Please turn every line of the records below into a Markdown table with the columns "Number" and "Text", skipping blank lines. Leave the pictures out of the answer.

Entries in the collection:
================
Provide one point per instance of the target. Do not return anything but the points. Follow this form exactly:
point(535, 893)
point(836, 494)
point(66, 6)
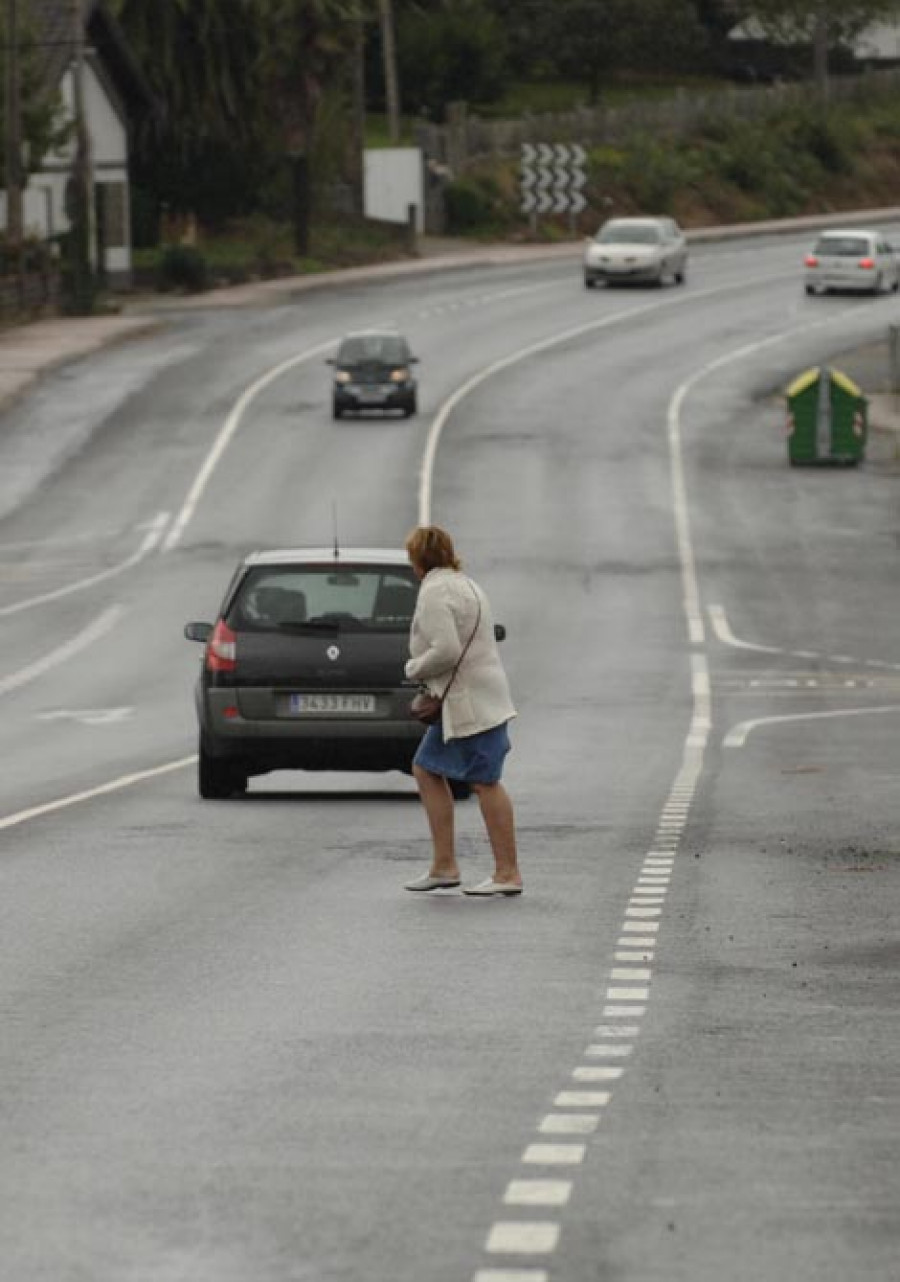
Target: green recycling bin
point(827, 418)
================
THE ANSWER>
| Number | Text |
|---|---|
| 1 | Provide one point per instance of the target. Do not return anything but the points. Follow this form exactly: |
| 2 | point(535, 893) |
| 3 | point(836, 494) |
| 4 | point(66, 6) |
| 5 | Target: green recycling bin |
| 6 | point(827, 418) |